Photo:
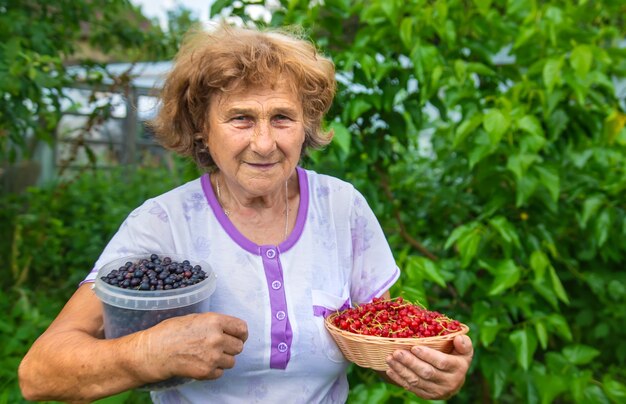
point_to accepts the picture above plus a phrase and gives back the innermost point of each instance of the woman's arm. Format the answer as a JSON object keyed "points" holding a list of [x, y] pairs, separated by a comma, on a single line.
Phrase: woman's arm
{"points": [[428, 373], [71, 361]]}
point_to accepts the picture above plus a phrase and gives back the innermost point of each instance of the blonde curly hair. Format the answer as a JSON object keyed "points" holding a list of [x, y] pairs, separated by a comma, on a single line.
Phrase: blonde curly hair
{"points": [[228, 59]]}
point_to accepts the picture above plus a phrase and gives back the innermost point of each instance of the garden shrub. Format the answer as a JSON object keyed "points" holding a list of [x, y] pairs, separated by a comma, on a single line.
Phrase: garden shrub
{"points": [[489, 137]]}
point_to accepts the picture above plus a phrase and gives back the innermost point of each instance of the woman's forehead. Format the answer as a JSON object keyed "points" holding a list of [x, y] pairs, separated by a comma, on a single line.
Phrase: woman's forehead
{"points": [[280, 93]]}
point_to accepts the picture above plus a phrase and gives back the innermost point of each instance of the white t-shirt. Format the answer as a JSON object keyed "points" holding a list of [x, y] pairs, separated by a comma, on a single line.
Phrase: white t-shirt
{"points": [[336, 256]]}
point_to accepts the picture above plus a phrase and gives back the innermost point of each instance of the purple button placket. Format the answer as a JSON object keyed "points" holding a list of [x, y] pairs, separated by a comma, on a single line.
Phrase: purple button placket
{"points": [[281, 334]]}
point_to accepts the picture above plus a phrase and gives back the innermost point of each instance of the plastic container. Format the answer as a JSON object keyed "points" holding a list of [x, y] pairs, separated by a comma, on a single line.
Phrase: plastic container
{"points": [[128, 310]]}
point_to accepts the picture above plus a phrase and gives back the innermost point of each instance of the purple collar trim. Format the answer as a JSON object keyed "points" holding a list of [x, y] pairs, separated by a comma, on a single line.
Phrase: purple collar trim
{"points": [[239, 238]]}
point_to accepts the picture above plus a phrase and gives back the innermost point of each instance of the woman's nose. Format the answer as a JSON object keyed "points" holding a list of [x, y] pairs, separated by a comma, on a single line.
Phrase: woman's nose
{"points": [[263, 139]]}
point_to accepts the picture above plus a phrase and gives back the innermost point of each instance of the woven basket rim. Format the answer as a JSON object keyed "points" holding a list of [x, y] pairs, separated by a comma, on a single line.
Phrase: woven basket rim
{"points": [[387, 340]]}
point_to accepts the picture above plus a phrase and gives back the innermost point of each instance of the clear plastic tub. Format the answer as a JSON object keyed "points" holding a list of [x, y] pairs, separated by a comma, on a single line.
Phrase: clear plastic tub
{"points": [[129, 310]]}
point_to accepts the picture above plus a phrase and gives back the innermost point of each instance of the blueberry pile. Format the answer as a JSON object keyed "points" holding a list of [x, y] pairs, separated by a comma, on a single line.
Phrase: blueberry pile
{"points": [[155, 274]]}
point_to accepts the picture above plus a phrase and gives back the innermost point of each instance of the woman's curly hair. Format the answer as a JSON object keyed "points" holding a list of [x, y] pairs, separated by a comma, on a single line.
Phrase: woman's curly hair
{"points": [[228, 59]]}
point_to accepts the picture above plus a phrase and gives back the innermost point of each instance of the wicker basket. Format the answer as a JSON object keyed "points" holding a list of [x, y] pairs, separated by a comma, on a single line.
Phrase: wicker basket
{"points": [[371, 352]]}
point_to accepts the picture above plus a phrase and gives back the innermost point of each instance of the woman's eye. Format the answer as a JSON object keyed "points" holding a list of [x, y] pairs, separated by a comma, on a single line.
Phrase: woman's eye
{"points": [[281, 118]]}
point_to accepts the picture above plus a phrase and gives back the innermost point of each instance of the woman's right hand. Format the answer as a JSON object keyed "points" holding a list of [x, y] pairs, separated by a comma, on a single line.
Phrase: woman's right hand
{"points": [[199, 346], [71, 360]]}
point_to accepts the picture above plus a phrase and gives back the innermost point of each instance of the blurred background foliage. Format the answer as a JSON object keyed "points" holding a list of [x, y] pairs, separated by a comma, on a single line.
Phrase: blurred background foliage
{"points": [[488, 136]]}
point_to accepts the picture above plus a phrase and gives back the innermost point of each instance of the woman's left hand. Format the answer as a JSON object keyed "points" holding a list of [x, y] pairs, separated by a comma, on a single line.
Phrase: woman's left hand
{"points": [[431, 374]]}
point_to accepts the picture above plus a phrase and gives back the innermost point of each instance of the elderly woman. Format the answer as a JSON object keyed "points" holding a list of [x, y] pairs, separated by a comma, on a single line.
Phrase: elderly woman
{"points": [[287, 245]]}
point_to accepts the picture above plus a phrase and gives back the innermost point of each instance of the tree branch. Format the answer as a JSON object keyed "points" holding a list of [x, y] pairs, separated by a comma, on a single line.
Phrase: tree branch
{"points": [[396, 214]]}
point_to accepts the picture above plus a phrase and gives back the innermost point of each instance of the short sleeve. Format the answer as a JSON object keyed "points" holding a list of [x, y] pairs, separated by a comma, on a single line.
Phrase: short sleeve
{"points": [[374, 269], [146, 229]]}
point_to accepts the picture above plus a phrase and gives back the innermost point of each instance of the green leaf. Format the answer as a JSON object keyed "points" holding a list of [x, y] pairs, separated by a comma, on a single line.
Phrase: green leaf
{"points": [[496, 124], [217, 7], [581, 59], [560, 325], [489, 330], [507, 274], [506, 230], [358, 107], [483, 6], [552, 73], [458, 233], [542, 287], [525, 345], [602, 227], [519, 164], [465, 128], [526, 187], [530, 124], [590, 208], [615, 390], [557, 285], [428, 268], [539, 261], [549, 178], [468, 246], [550, 386], [580, 354], [341, 136], [542, 334], [482, 148], [406, 32], [613, 125]]}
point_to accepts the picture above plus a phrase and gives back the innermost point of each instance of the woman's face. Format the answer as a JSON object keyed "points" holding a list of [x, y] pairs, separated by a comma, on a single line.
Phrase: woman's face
{"points": [[255, 137]]}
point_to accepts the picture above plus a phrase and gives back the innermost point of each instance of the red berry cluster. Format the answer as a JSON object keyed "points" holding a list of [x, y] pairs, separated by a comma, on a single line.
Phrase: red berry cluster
{"points": [[395, 318]]}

++++++++

TASK INSTRUCTIONS
Output the listing exactly, without images.

EXERCISE OUTPUT
Photo:
point_to accepts the picture above plus a phrase and gives back the innermost point of each instance of the woman's arm. Format the answer as a JSON object keyed "points" holding a list of [x, y] pairs, separated by a comma, on a single line.
Phrase: woman's arm
{"points": [[428, 373], [71, 361]]}
point_to accepts the picture above plus a phrase and gives back the innermost point of each instance of the blonde curly hair. Format the answer as a JSON object keyed "points" holding a list of [x, y] pairs, separated by a comma, on a single line.
Phrase: blonde curly hair
{"points": [[228, 59]]}
point_to accepts the picture above plus a phrase and gives back the innermost point of each instance of the garden shrub. Format the answer as a JSON object keyed "points" holding a list of [x, y] pairs, separated by a comma, on a single line.
Phrase: garden shrub
{"points": [[489, 137]]}
point_to accepts the picture above plus a phrase and gives back the innermost point of each instance of the woman's forehead. Format the answer as a JSON object keyed "points" holding a list of [x, y] pairs, separated by a comma, on a single line.
Phrase: woman's forehead
{"points": [[280, 93]]}
point_to accepts the picture above plus a phrase and gives back the innermost point of each instance of the white t-shirt. Format the answer as a JSON object keyed "points" holding a list of [x, y] pairs, separated by a comma, on a single line.
Phrase: white t-shirt
{"points": [[336, 256]]}
point_to accepts the picture above plus a phrase and gives back the innermost point of each instance of the purple button placket. Format the answer as a JSON object keyed "points" holding a list of [x, y] pairs, separated by a comma, on a single line.
Phrase: purple button placket
{"points": [[281, 334]]}
point_to accepts the picture above plus a phrase and gives back the innermost point of each instance of the plastic container. Format the answer as a JSON object keyed "points" holding a list of [x, y] pairs, separated by a comma, on a single line.
Phrase: plastic container
{"points": [[128, 310]]}
point_to accepts the picture above plus a phrase and gives back the innermost point of each instance of the purple collar trim. Format the answer as a JSON object keyed "points" holding a list of [x, y] pairs, separated by a comma, on a single line.
Phrase: purple collar trim
{"points": [[239, 238]]}
point_to accepts the picture above plus a phrase and gives back the innermost point of each instance of the woman's nose. Format the answer as a JSON object keyed "points" holding a list of [x, y] pairs, separated by a comma, on a single line.
Phrase: woman's nose
{"points": [[263, 139]]}
point_to accepts the picture above plus a phrase and gives back the innermost point of each instance of the woven basket rim. Format the answer as a JSON object keyed "points" holding a list of [x, y] pairs, separated by a comma, on a single line.
Phrase: woven basket rim
{"points": [[387, 340]]}
point_to accepts the picture above plus a phrase and gives back the innermost point of each instance of the clear plastic tub. Format the answer as a JSON object keyed "points" holding a list of [x, y] pairs, separated by a comma, on a single line.
Phrase: clear plastic tub
{"points": [[129, 310]]}
point_to accepts the picture above plus a phrase and gives back the innermost point of each instance of the blueberry pile. Format the answer as a JSON object keyed "points" holding a list of [x, y] pairs, separated by a comma, on a single line.
Phrase: blueberry pile
{"points": [[155, 274]]}
point_to accepts the picture above plus a phrase and gives back the innermost point of each instance of the woman's curly hair. Format the answer as a JSON object keyed "points" holding a list of [x, y] pairs, separated by a comma, on a single line.
Phrase: woman's curly hair
{"points": [[228, 59]]}
point_to accepts the picture above plus a phrase and gives back the innermost point of each instance of the wicker basket. Format the answer as a JSON object keyed "points" holding a list of [x, y] pairs, separated by a comma, on a single line.
Phrase: wicker basket
{"points": [[371, 352]]}
point_to accepts the picture above plus a phrase and gives back the innermost point of each instance of the woman's eye. Format the answer as a JSON object keyed "points" holding a list of [x, y] pairs, separated by a comma, on a single line.
Phrase: woman's eye
{"points": [[281, 118]]}
point_to accepts the picture above plus a phrase and gives back the innermost point of each instance of the woman's right hand. Format the answer as a JSON object keyed "points" holding a list of [x, y] pairs, separated by a comma, on a single line.
Phrase: woman's right hand
{"points": [[199, 346], [71, 360]]}
point_to accepts the picture above plus a phrase and gives back the innermost point of each instance of the blurred background foliage. Format the answer as a JSON object keyed "points" holding a list of [x, y] pairs, separated by a comma, on a single line.
Phrase: blurred background foliage
{"points": [[488, 136]]}
point_to accepts the picture above plus a phrase and gives back the innermost point of each instance of the woman's left hand. Format the answer as a JSON object keyed "points" holding a list of [x, y] pairs, separated by a comma, on a single line.
Phrase: woman's left hand
{"points": [[431, 374]]}
point_to accepts the picture above plus a phrase and gives back the innermost point of each instance of the elderly woman. Format the answer as a JSON object keyed "points" holding a list of [x, y] pairs, separated by a comma, on a single line.
Phrase: elderly woman
{"points": [[287, 245]]}
point_to accepts the picture above plus a phrase and gives back the innermost point of each instance of the tree branch. Format the answer as a JSON object keyed "points" holding a list of [x, y] pairs, separated by a comma, on a single line.
Phrase: tree branch
{"points": [[396, 214]]}
point_to accepts the picture above plus a phrase and gives back the innermost point of each instance of the short sleeve. Format the answer as a JSON object keyed "points" holding a list of [x, y] pairs, separated by a comma, on a single line.
Phrase: short sleeve
{"points": [[374, 269], [146, 229]]}
point_to accepts the picture above plus a phrase and gives back the innermost point of each instance of the green leaf. Format the answer as a JSON object keyed "points" holding a list of [x, y] pairs, separated by a comma, on a single line.
Phrase: green leaf
{"points": [[496, 124], [217, 7], [581, 59], [560, 325], [489, 330], [507, 274], [506, 230], [358, 107], [483, 6], [552, 73], [458, 233], [542, 287], [525, 345], [602, 227], [519, 164], [465, 128], [526, 187], [530, 124], [590, 208], [615, 390], [557, 285], [428, 268], [539, 261], [549, 178], [468, 246], [550, 386], [580, 354], [341, 136], [542, 334], [482, 148], [406, 32], [613, 125]]}
point_to accepts the picture above plus a phrase and gives back the innermost point of each instance of the woman's face. Format the answer as a JSON object keyed "points" holding a list of [x, y] pairs, separated by a comma, on a single line.
Phrase: woman's face
{"points": [[255, 137]]}
point_to accepts the picture above plus a phrase and gives back the innermost point of each instance of the red berry cluster. Format the answer as a JSON object keyed "points" holding a list of [x, y] pairs, separated by a comma, on a single line.
Phrase: red berry cluster
{"points": [[395, 318]]}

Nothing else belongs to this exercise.